■ **Listed entries**:

--- Start ---

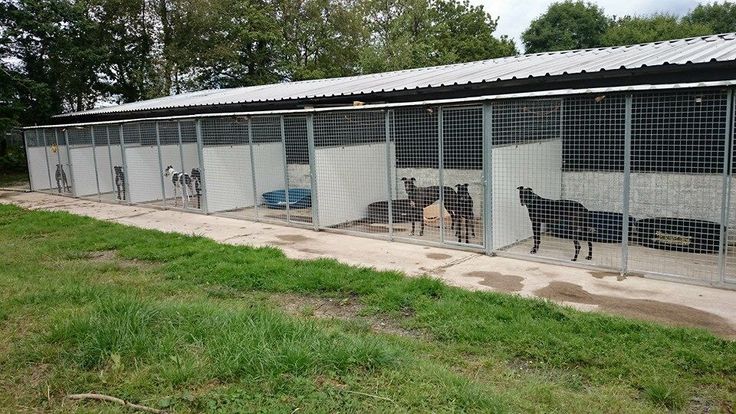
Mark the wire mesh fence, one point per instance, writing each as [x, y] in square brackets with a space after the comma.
[629, 182]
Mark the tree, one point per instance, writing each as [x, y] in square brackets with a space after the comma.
[632, 30]
[321, 38]
[721, 17]
[566, 25]
[126, 28]
[415, 33]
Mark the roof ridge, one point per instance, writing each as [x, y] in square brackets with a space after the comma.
[556, 63]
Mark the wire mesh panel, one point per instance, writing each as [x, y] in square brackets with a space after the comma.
[82, 161]
[462, 174]
[180, 164]
[527, 186]
[677, 148]
[228, 174]
[38, 160]
[61, 170]
[416, 208]
[729, 249]
[593, 142]
[144, 175]
[297, 200]
[351, 170]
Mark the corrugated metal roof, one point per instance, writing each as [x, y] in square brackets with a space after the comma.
[717, 48]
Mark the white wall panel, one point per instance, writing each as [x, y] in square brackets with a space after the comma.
[37, 165]
[269, 160]
[144, 180]
[228, 177]
[348, 179]
[84, 180]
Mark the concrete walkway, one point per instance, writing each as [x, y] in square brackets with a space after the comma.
[662, 301]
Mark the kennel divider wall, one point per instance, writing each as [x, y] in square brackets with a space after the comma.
[144, 173]
[83, 170]
[38, 160]
[350, 167]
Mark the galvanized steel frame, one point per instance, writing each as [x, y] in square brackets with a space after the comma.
[487, 167]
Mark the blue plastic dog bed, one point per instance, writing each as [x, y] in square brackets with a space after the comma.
[298, 198]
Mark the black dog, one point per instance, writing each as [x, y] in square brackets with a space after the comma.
[464, 213]
[120, 181]
[543, 210]
[60, 176]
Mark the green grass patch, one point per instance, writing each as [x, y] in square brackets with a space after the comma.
[185, 323]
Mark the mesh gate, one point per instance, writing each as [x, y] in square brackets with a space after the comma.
[677, 147]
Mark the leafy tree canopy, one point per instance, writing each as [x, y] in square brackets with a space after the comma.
[566, 25]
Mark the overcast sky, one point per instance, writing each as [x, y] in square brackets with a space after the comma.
[515, 15]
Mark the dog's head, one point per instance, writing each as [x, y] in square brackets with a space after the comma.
[525, 195]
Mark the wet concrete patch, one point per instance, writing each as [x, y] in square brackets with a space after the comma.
[313, 251]
[603, 275]
[498, 281]
[645, 309]
[292, 238]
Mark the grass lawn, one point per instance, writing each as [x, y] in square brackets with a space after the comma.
[10, 179]
[189, 325]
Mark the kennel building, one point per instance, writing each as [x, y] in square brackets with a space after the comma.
[476, 156]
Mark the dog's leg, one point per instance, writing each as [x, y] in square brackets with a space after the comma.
[536, 228]
[458, 229]
[467, 222]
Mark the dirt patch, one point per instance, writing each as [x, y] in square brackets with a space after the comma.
[438, 256]
[39, 374]
[498, 281]
[603, 275]
[645, 309]
[338, 308]
[111, 256]
[313, 251]
[292, 238]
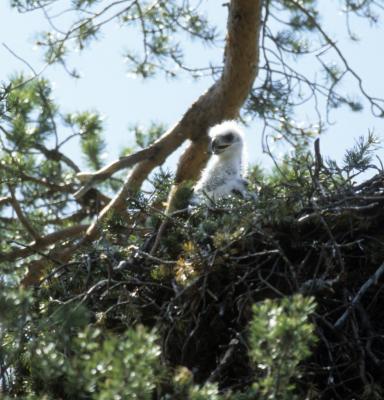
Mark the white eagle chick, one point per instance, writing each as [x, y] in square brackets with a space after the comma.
[226, 171]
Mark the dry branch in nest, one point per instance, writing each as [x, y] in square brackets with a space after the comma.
[200, 296]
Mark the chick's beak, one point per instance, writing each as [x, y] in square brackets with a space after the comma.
[210, 147]
[216, 147]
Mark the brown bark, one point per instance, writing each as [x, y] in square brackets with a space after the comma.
[222, 101]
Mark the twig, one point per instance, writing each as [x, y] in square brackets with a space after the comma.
[22, 218]
[370, 282]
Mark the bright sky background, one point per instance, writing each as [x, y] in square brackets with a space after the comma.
[124, 100]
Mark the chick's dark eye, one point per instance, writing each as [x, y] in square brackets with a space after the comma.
[229, 137]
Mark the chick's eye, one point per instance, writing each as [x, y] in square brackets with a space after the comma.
[229, 137]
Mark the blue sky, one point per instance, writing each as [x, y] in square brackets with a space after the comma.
[124, 100]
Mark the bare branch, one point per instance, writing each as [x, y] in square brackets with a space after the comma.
[44, 242]
[370, 282]
[22, 218]
[222, 101]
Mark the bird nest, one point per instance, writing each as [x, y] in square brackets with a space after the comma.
[214, 264]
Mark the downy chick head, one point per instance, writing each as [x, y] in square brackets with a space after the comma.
[226, 140]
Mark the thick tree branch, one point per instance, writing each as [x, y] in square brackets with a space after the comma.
[222, 101]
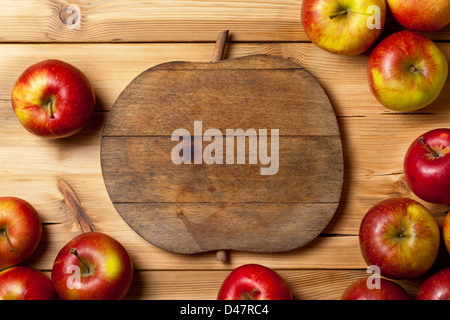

--- End ---

■ **Work instructions**:
Update all of the material above by replacing every occurrence of "one point per instance" with "a single point for each instance" and leaving everything else unchanged. Leave the pictures out of your answer.

■ **Result of the exercise**:
Mark the wire mesh fence, a single point for each instance, writing each as [x, y] in square brackets with a space after the comma.
[629, 182]
Mark the tree, a single point for each instance, writing each as [x, y] in square brackets with a space after the comma.
[632, 30]
[321, 38]
[721, 17]
[566, 25]
[126, 28]
[415, 33]
Mark the roof ridge, a single point for each instance, writing each as [x, y] in square brackets with a space after the comma.
[556, 63]
Mark the wire mesh panel, a single point for each instance, writing each as [x, y] in square brackets with a space after the comma.
[82, 161]
[462, 174]
[180, 164]
[527, 186]
[677, 148]
[228, 174]
[38, 160]
[61, 170]
[416, 208]
[729, 249]
[593, 142]
[144, 175]
[297, 200]
[351, 170]
Mark the corrugated metal roof, a single point for each instance, writing each as [x, y] in square brackets with a space after the comma.
[717, 48]
Mark the white wall panel, a single point for each instance, writing each as [x, y] in square brackets with a space after the comma.
[37, 165]
[269, 160]
[144, 180]
[228, 177]
[348, 179]
[84, 180]
Mark the concrete walkway, a single point for each instance, writing each as [x, y] in square brackets with a space after the comma.
[662, 301]
Mark the kennel divider wall, a single point for each instance, writing each as [x, y] in square brackets with a space after the comma.
[144, 173]
[83, 170]
[38, 160]
[350, 167]
Mark the galvanized steel frame, a single point for each instance, writing each as [x, y] in square brackets with a space after the comma.
[487, 167]
Mark the blue plastic dog bed, a single point for each instance, writing each as [x, y] in square brackets with a space after the comma.
[298, 198]
Mark the black dog, a single point for each instance, writing each as [x, y] in square brackets with a space after the comma.
[464, 213]
[120, 181]
[543, 210]
[60, 176]
Mark the green grass patch, a single point for each instance, writing each as [x, y] in square brackets with a space after the comma.
[185, 323]
Mark the mesh gate, a single point for each instance, writing each as [x, y] in square brackets with a space after the comma.
[677, 147]
Mark the leafy tree canopy, a single point for each instance, writing each as [x, y] in square brackets with a space after the comma.
[566, 25]
Mark the overcast sky, a single point for each instance, writing each as [x, y] in square brackets with a space after the comma.
[515, 15]
Mark the dog's head, a single point for each instance, writing each as [x, y] in square brackets with a space after the comma.
[525, 195]
Mark the wet concrete patch, a single point for each instance, writing each as [x, y] in square brackets with a space after the comma.
[313, 251]
[603, 275]
[498, 281]
[645, 309]
[292, 238]
Mark the grass lawn, a single point for each instance, writing each as [x, y] in square brackets with a space after the comma.
[10, 179]
[189, 325]
Mark the kennel building, a single point for each instance, writing each as [x, y] in square brackets with a space after the comma.
[476, 156]
Mark the dog's leg, a single point for each instance, writing each as [x, y] in square brackets with a space after the comma.
[536, 228]
[458, 229]
[467, 222]
Mark the dirt patch, a single point for each instance, writing each as [x, y] in square brackets with a space after the comma.
[438, 256]
[39, 374]
[498, 281]
[603, 275]
[645, 309]
[338, 308]
[111, 256]
[313, 251]
[292, 238]
Mark the white eagle chick, a single point for each instance, writing each as [x, y] in square brackets with a space after the comma.
[226, 171]
Mark the dry branch in nest, a single point for each instance, writing each as [x, y] in square brackets with a space after the comma.
[200, 296]
Mark the chick's beak, a single point for each instance, writing each as [x, y] in square brackets with a space after the comma.
[210, 147]
[216, 147]
Mark the brown bark, a single point for each instance, writing each as [x, y] in square brackets with a space after the comma.
[222, 101]
Mark the twig, a single point for each instance, writing each as [x, y] in square brackets with a space after the comma.
[22, 218]
[370, 282]
Mark the bright sky background, a single point for each instance, writing each as [x, y] in square brackets with a space after the comma.
[124, 100]
Mark the chick's dark eye, a single point for each instance, writing each as [x, y] in square brackets with a space after the comma.
[229, 137]
Mark the chick's eye, a single point for each instance, writing each as [x, y] in square brackets with a space after the comma.
[229, 137]
Mark the blue sky, a single point for each instance, writing each as [x, y] in square brackets with a space after the comma.
[124, 100]
Mark the bare branch, a single point for each instance, writing each as [x, y] in square brackets with a space after the comma.
[44, 242]
[370, 282]
[22, 218]
[222, 101]
Mark the bird nest, a single point for each instance, writing each as [x, y] in square brackets with a space after the comma.
[214, 264]
Mark the downy chick head, a single point for each instance, writing each as [x, y] in square brackets with a space after the comma.
[226, 140]
Mark the thick tree branch, a single point for each instance, writing each as [x, y] in square brackets with a space after the comma.
[222, 101]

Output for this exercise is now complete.